- **SELECTION**:
We're all fed-up with watching the 'Please wait' icon as our data shunts backwards and forwards from memory to processor... but could the waiting time be reduced now that memory technology innovation is providing the key to a new, more energy-efficient way of handling data?
When he got up on stage at the Intel Developer Forum last year, the head of the world's largest chipmaker boasted of what his industry had achieved. Chief executive Paul Otellini described what had happened to integrated circuits such as those inside the x86 processors in just ten years.
"The net result of all these innovations over the past decade has been astounding," Otellini claimed. "Over a 60-fold improvement in server performance powering the data centres, over a 30-times increase in client performance at one-half the energy consumption."
This is progress; but it's still not enough.That is because solid progress is rarely enough in computing componentry, because as soon as one part of a system is improved, another part seizes upon it. In this case software has consumed these advances and drives the processors harder to the extent that cooling data centres costs more than running the processors themselves. A new wave in supercomputing research is to ease-off on individual processor speed and simply use many more of them.
In research presented first at the 22nd ACM Symposium of Operating Systems Principles in 2009, a team from Carnegie- Mellon University and Intel Labs concluded that future compute servers for large data centres should use simple embedded processors similar to and build them into huge arrays of, as they put it, "wimpy nodes".
The result was a cluster that achieved 300 queries per joule, which the researchers claimed as being two orders of magnitude better than traditional disk-based clusters. HP Labs achieved similar results with the 'microblade' server developed as a predecessor to its Project Moonshot – a data-warehouse architecture made of simple, low-power processors.
"We explored the idea of using the same processors as those in smartphones. If you need ten thousand x86 processors you probably need millions of these," HP Labs director Prith Banerjee said at the DesignCon conference in California at the end of January 2012. "How do you connect them? That is what we did with Project Moonshot. That is our solution to the world."
Data transit speeds
One reason why large arrays of wimpy nodes are going to be important is that high-performance computing is changing, Banerjee continued: "Data centres used to be targeted for lots of compute power. Now people are doing lots of social networking and accessing lots of unstructured data. They need to access terabytes of data very quickly."

- **BRIEF 1**:
In the rows, substitute "bench" for "sideline" in everything from the line containing "Please mark the black shoe" down to the line containing "Please mark the red jersey", and give back only those lines with nothing else changed.
The article and the rows are unrelated to each other.

[Stored data]
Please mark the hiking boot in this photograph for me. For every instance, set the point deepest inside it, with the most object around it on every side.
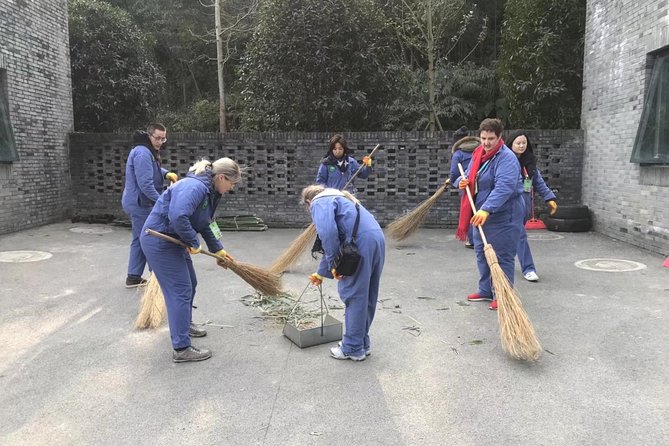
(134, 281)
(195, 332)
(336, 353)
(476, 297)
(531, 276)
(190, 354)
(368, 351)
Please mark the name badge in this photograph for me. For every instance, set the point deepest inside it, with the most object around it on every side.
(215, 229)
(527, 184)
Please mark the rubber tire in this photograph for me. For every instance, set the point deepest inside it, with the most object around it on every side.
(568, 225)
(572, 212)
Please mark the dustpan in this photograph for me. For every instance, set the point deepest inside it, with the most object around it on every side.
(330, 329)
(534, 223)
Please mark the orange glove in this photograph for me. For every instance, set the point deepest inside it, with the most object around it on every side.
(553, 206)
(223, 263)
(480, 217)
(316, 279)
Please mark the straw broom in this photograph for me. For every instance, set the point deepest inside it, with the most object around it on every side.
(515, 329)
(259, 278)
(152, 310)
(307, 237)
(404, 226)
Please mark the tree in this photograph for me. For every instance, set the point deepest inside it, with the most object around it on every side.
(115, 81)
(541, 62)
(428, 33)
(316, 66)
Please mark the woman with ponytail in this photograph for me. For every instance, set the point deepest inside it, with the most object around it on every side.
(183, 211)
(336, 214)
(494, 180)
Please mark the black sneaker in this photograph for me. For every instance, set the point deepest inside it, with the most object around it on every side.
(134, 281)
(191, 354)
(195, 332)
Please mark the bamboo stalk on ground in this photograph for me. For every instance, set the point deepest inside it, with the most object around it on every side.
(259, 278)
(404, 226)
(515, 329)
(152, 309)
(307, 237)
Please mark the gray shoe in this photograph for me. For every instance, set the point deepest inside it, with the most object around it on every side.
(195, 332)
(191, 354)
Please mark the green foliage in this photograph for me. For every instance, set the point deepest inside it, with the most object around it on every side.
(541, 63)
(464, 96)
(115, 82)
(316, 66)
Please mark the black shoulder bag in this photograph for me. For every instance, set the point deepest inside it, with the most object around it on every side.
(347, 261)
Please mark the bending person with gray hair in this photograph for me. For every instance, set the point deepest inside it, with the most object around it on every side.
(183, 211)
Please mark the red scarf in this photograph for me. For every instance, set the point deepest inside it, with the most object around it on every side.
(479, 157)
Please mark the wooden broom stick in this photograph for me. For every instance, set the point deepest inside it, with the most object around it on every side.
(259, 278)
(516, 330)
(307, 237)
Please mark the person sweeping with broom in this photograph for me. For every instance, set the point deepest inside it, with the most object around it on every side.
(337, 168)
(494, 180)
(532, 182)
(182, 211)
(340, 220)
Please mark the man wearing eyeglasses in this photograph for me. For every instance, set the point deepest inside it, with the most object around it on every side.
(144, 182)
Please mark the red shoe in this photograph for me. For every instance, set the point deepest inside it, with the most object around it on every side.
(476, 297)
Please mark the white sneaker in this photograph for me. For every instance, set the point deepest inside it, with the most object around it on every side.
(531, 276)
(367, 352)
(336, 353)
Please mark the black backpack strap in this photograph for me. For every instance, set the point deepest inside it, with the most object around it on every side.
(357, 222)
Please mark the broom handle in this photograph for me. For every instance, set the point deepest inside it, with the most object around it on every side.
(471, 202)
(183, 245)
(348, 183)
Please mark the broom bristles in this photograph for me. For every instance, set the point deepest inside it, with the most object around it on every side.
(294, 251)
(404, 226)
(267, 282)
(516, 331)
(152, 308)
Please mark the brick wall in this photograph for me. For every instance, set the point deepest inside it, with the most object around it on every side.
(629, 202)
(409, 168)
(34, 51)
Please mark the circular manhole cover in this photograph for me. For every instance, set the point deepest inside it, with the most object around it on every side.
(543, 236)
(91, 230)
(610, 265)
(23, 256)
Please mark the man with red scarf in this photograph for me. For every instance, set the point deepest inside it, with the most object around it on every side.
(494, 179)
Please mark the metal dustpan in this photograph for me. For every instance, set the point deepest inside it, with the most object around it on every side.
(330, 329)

---

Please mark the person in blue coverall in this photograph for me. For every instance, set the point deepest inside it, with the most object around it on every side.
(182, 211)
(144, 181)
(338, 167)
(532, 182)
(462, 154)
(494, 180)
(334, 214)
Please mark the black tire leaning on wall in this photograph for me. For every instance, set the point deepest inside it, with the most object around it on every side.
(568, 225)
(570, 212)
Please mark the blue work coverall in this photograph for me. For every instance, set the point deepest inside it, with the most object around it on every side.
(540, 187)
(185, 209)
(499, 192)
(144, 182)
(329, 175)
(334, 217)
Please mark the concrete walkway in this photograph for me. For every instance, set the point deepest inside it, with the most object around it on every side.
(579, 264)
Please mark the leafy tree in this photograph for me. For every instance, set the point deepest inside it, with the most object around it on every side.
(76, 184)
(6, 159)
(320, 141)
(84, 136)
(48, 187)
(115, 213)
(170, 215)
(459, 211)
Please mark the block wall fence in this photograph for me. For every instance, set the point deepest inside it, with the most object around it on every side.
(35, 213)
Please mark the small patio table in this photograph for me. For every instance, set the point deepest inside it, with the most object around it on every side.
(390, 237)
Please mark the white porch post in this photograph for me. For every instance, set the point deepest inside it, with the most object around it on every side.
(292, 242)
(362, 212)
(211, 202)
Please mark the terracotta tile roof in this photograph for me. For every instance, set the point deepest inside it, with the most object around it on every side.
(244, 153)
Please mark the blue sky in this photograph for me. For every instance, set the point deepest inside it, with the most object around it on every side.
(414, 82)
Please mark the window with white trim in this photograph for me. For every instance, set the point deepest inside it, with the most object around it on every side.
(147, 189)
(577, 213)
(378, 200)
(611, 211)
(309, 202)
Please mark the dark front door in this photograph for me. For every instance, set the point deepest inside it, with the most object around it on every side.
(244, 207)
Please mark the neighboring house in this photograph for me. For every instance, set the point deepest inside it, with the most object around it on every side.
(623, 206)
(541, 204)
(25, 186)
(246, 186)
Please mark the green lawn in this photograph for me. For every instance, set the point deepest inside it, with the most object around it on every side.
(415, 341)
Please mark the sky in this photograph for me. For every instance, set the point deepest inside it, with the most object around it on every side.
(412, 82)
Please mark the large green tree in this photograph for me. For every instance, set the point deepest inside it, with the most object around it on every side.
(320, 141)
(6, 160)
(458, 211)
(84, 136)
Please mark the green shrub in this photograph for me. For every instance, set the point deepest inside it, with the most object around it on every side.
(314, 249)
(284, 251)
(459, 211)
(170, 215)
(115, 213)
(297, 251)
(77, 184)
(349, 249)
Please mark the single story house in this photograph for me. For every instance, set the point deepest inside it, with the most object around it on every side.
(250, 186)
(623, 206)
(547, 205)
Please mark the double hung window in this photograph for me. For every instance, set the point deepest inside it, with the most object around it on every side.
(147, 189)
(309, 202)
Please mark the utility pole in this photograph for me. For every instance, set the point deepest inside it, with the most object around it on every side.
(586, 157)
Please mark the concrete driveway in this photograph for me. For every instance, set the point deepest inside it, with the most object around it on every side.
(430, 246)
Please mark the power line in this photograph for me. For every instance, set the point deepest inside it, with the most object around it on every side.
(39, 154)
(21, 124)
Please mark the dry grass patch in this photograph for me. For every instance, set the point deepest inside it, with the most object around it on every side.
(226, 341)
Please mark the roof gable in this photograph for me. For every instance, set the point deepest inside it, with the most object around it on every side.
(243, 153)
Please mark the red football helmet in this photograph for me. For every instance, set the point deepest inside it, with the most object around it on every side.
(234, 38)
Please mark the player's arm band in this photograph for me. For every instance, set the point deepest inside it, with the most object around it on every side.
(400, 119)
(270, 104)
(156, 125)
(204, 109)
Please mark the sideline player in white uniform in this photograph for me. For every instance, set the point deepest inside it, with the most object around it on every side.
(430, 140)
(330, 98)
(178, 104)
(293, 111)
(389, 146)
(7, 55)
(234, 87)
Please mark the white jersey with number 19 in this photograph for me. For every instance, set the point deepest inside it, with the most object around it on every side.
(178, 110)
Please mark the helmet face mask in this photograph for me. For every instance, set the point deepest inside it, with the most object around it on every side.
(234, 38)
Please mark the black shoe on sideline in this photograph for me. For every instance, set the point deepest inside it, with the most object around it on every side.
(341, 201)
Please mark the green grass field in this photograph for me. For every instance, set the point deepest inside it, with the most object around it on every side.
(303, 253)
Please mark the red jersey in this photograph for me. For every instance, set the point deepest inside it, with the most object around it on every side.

==

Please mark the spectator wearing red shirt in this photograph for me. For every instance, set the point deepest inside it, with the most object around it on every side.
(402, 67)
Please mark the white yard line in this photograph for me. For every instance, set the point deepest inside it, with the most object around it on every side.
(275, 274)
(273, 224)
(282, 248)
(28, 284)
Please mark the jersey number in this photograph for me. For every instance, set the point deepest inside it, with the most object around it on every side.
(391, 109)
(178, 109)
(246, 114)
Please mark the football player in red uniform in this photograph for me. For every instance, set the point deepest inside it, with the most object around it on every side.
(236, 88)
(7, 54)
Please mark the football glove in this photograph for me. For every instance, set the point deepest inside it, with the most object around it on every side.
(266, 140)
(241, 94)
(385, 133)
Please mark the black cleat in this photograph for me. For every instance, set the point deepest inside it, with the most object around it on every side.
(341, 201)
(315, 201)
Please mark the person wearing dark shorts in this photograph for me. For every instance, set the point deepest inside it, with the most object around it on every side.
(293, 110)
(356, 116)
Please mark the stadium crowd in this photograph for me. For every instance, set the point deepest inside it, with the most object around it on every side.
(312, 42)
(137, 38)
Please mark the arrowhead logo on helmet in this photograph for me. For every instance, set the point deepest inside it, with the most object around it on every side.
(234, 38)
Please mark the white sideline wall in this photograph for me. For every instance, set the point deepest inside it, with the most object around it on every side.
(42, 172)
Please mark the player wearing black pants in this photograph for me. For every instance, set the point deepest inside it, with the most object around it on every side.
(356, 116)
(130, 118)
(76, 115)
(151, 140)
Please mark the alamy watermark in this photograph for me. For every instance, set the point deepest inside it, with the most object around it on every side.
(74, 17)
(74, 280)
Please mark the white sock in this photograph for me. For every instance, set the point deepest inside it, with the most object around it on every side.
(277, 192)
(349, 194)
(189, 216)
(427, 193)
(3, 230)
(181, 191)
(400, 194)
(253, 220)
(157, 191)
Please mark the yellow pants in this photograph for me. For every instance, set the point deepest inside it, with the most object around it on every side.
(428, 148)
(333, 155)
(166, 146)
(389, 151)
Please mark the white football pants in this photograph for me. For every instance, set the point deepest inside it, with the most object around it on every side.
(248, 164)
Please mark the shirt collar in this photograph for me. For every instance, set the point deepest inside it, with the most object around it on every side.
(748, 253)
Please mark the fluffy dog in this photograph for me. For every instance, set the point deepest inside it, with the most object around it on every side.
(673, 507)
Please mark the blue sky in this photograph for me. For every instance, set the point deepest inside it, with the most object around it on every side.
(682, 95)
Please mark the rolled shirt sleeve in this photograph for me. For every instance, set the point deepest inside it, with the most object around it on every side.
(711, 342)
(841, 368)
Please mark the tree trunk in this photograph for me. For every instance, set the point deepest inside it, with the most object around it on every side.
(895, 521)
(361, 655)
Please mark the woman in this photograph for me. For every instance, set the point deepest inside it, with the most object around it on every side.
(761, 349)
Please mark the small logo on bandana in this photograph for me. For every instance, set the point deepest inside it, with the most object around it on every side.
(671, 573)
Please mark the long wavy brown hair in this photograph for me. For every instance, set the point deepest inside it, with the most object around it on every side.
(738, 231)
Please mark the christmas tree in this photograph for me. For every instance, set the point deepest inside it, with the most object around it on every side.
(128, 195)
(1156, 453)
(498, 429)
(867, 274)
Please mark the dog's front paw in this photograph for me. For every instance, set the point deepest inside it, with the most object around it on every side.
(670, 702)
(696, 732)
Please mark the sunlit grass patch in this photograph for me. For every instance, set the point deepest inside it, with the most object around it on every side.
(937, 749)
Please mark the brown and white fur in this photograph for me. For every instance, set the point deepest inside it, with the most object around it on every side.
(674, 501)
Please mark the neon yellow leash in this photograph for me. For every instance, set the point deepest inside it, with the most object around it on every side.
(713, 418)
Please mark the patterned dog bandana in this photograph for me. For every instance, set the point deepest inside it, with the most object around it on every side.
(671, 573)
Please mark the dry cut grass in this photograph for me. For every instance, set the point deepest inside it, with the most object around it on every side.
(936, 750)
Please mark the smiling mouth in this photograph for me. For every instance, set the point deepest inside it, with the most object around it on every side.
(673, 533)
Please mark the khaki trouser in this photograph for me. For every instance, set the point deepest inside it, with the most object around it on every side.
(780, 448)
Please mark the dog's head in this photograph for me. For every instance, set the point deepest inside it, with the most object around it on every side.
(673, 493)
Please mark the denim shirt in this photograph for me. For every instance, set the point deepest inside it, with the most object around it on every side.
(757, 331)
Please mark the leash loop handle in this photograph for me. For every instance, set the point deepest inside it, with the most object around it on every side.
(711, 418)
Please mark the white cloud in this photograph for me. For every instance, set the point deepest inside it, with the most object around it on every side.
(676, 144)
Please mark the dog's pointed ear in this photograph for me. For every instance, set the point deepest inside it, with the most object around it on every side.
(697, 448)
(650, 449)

- **BRIEF 2**:
Proceed with the article on wimpy nodes in data centers, picking up right after its last sentence.

- **TASK RESPONSE 1**:
Please mark the black shoe on bench in this photograph for me. For every instance, set the point deepest inside it, with the most object around it on every side.
(341, 201)
Please mark the green grass field in this photograph for me. For every instance, set the point deepest inside it, with the most object around it on every side.
(303, 253)
Please mark the red jersey in this photograph for me. For every instance, set the point deepest inside it, with the most object around it on every side.

- **TASK RESPONSE 2**:
Anyone who has been obliged to watch the never-empty Microsoft Windows hourglass, or the OS X beachball spin, while their computer deals with more important things than its user, has experienced the problem of having more data than will fit into main memory, normally dynamic random access memory (DRAM). When a processor demands data from a disk drive it has to wait... And wait... And wait... And wait a bit more.
It takes, on average, 10ms for the data from a disk to arrive in main memory after the software running on a processor requests it. That does not sound long, but in practical terms it's forever for a processor that is capable of crunching through as many as four instructions every third of a picosecond; and while it is waiting, said processor's transistors are, in effect (or in non-effect, to be precise) busy doing nothing.
Then there is also the issue of energy leakage. Server-class processors lose a lot of energy just through current that leaks into the silicon substrate, its energy ultimately dissipated as heat.
Many supercomputer applications can work around these problems by loading their data into memory first and then crunching it - this works as long as you do not have too much data to begin with; but some applications revolve around mining huge data libraries looking for patterns and these libraries cannot fit into even the large quantities of DRAM found in supercomputers.
Cyberinfrastruncture specialist the San Diego Supercomputer Center, for example, designed its Gordon supercomputer to handle these data-mining applications, using flash memory instead of rotating disks to massively cut down the time waiting for data.
Flash has been surging ahead in capacity in recent years and at a rate that has, at least for a while, surpassed Moore's Law. Eli Harari, former head of Sandisk, claimed at the International Solid State Circuits Conference in February 2012 that it could prove cheaper than rotating disk drives by the end of the decade.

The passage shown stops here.